DATASET RECORDS:
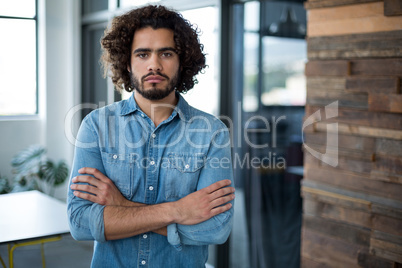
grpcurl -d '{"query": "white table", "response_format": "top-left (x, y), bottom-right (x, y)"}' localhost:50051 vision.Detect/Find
top-left (0, 191), bottom-right (70, 268)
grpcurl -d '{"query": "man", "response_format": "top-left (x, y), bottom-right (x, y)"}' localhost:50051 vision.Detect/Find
top-left (67, 6), bottom-right (234, 267)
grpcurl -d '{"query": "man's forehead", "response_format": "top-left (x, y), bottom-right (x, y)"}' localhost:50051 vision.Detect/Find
top-left (132, 27), bottom-right (176, 49)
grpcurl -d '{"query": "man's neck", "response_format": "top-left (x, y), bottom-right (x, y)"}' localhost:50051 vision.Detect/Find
top-left (134, 91), bottom-right (178, 126)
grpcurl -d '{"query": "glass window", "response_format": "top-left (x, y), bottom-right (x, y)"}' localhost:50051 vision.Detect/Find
top-left (120, 0), bottom-right (160, 8)
top-left (261, 36), bottom-right (307, 106)
top-left (82, 0), bottom-right (109, 14)
top-left (0, 0), bottom-right (37, 115)
top-left (0, 0), bottom-right (36, 18)
top-left (243, 1), bottom-right (260, 112)
top-left (182, 7), bottom-right (219, 115)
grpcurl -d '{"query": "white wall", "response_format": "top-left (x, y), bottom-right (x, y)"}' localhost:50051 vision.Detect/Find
top-left (0, 0), bottom-right (80, 199)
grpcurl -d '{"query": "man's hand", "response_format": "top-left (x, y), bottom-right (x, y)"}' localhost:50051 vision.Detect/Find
top-left (70, 167), bottom-right (134, 206)
top-left (175, 180), bottom-right (235, 225)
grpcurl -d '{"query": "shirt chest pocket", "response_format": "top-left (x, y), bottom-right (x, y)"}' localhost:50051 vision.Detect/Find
top-left (164, 153), bottom-right (206, 201)
top-left (102, 152), bottom-right (135, 200)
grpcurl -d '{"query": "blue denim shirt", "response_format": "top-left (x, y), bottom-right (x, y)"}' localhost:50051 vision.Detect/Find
top-left (67, 94), bottom-right (233, 267)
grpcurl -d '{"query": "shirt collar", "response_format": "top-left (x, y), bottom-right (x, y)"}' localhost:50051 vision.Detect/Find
top-left (120, 92), bottom-right (192, 122)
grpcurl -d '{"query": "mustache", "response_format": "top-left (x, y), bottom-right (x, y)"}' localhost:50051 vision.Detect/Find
top-left (141, 72), bottom-right (170, 81)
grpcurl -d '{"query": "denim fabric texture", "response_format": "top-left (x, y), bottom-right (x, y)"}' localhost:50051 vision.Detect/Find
top-left (67, 94), bottom-right (234, 267)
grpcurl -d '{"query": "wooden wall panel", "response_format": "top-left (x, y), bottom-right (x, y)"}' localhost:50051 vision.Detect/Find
top-left (307, 2), bottom-right (402, 37)
top-left (384, 0), bottom-right (402, 16)
top-left (307, 30), bottom-right (402, 60)
top-left (301, 0), bottom-right (402, 268)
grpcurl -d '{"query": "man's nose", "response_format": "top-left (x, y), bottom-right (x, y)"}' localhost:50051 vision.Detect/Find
top-left (148, 54), bottom-right (162, 72)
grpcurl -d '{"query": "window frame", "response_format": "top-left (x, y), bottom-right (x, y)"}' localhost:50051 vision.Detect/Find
top-left (0, 0), bottom-right (39, 118)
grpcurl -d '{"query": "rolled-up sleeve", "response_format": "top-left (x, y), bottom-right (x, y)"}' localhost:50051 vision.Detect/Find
top-left (168, 128), bottom-right (234, 250)
top-left (67, 117), bottom-right (106, 242)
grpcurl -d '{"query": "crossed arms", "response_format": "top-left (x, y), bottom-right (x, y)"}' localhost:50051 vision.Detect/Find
top-left (70, 167), bottom-right (234, 240)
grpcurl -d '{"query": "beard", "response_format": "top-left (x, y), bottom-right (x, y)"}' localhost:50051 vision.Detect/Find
top-left (130, 72), bottom-right (179, 100)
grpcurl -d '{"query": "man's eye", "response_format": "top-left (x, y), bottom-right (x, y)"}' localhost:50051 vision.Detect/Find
top-left (137, 53), bottom-right (148, 59)
top-left (162, 52), bottom-right (173, 57)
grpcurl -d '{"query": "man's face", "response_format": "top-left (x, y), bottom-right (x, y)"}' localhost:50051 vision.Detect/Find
top-left (128, 27), bottom-right (180, 100)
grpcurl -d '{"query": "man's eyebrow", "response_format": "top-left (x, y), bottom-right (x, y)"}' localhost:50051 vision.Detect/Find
top-left (133, 47), bottom-right (177, 54)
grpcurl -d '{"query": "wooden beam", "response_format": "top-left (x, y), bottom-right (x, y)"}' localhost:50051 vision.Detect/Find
top-left (368, 94), bottom-right (402, 113)
top-left (313, 122), bottom-right (402, 140)
top-left (305, 60), bottom-right (350, 76)
top-left (307, 2), bottom-right (402, 37)
top-left (303, 215), bottom-right (371, 247)
top-left (301, 229), bottom-right (364, 267)
top-left (384, 0), bottom-right (402, 16)
top-left (345, 76), bottom-right (401, 94)
top-left (304, 0), bottom-right (381, 9)
top-left (304, 164), bottom-right (402, 202)
top-left (351, 58), bottom-right (402, 77)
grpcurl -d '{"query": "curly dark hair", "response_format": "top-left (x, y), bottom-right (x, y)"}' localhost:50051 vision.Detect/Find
top-left (101, 5), bottom-right (206, 93)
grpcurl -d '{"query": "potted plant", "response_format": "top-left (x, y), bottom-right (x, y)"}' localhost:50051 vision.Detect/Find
top-left (11, 145), bottom-right (69, 196)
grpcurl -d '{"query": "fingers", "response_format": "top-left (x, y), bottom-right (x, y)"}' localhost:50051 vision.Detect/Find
top-left (71, 176), bottom-right (100, 187)
top-left (210, 187), bottom-right (235, 199)
top-left (204, 180), bottom-right (232, 193)
top-left (73, 191), bottom-right (97, 203)
top-left (70, 184), bottom-right (98, 195)
top-left (211, 194), bottom-right (235, 211)
top-left (211, 203), bottom-right (232, 217)
top-left (78, 167), bottom-right (109, 182)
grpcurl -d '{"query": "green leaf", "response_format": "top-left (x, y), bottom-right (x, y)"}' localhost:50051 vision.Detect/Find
top-left (11, 144), bottom-right (46, 175)
top-left (39, 160), bottom-right (69, 186)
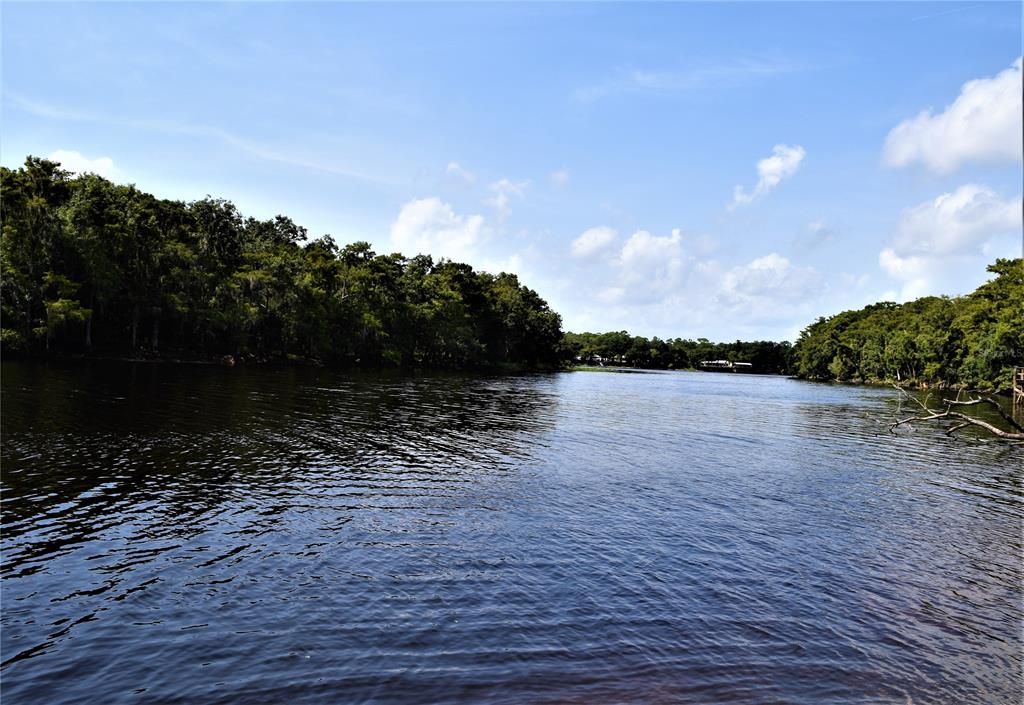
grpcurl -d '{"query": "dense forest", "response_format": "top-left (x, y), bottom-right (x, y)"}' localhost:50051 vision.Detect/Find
top-left (0, 157), bottom-right (562, 367)
top-left (564, 331), bottom-right (793, 374)
top-left (794, 259), bottom-right (1024, 390)
top-left (0, 157), bottom-right (1024, 389)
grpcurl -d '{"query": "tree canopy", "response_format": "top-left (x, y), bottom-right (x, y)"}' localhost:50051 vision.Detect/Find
top-left (794, 259), bottom-right (1024, 390)
top-left (0, 157), bottom-right (562, 368)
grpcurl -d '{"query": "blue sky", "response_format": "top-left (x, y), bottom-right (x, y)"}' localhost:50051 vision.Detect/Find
top-left (0, 2), bottom-right (1022, 340)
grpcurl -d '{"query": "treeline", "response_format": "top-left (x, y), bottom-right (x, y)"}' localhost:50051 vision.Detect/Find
top-left (794, 259), bottom-right (1024, 390)
top-left (563, 331), bottom-right (793, 374)
top-left (0, 157), bottom-right (562, 368)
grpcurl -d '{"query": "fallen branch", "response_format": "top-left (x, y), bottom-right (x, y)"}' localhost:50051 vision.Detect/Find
top-left (889, 386), bottom-right (1024, 442)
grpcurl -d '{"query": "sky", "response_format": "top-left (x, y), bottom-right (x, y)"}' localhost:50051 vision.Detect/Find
top-left (0, 2), bottom-right (1024, 340)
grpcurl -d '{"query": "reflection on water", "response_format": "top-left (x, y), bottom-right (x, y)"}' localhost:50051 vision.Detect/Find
top-left (2, 363), bottom-right (1024, 703)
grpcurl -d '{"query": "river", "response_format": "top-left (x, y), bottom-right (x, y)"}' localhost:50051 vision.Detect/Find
top-left (0, 362), bottom-right (1024, 705)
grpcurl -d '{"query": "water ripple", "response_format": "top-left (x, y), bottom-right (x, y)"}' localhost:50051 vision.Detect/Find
top-left (0, 363), bottom-right (1024, 704)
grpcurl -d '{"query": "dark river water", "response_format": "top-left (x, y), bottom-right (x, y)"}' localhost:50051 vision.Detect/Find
top-left (0, 363), bottom-right (1024, 705)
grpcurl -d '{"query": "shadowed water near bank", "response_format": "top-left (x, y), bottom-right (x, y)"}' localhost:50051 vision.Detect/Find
top-left (2, 363), bottom-right (1024, 703)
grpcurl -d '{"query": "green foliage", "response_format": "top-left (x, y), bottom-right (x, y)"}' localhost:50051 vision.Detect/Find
top-left (794, 259), bottom-right (1024, 390)
top-left (0, 157), bottom-right (562, 367)
top-left (562, 331), bottom-right (793, 374)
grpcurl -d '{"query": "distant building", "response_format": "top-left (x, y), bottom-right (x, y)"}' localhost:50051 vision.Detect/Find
top-left (697, 360), bottom-right (754, 372)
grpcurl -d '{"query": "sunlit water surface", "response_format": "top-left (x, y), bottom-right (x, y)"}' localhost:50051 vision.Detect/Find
top-left (0, 363), bottom-right (1024, 705)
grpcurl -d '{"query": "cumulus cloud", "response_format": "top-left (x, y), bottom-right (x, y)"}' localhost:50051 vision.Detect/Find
top-left (548, 169), bottom-right (569, 189)
top-left (483, 178), bottom-right (529, 220)
top-left (883, 57), bottom-right (1024, 173)
top-left (569, 225), bottom-right (618, 257)
top-left (879, 183), bottom-right (1024, 300)
top-left (46, 150), bottom-right (116, 178)
top-left (444, 162), bottom-right (476, 185)
top-left (601, 229), bottom-right (690, 303)
top-left (719, 252), bottom-right (821, 312)
top-left (391, 198), bottom-right (483, 261)
top-left (729, 144), bottom-right (807, 209)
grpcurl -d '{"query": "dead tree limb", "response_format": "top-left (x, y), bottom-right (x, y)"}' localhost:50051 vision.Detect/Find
top-left (889, 386), bottom-right (1024, 442)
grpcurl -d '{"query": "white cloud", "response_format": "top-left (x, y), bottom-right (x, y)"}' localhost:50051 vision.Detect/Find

YOUR INSTRUCTIONS:
Reproduce every line from the beginning of the items through the line containing "top-left (0, 191), bottom-right (70, 268)", both ends included and requests kept. Multiply each coordinate in the answers by 0.95, round to whole numbers with halves going up, and return only those lines without the pictures.

THE ANSWER:
grpcurl -d '{"query": "white table", "response_format": "top-left (x, y), bottom-right (x, y)"}' localhost:50051 vision.Detect/Find
top-left (0, 181), bottom-right (67, 255)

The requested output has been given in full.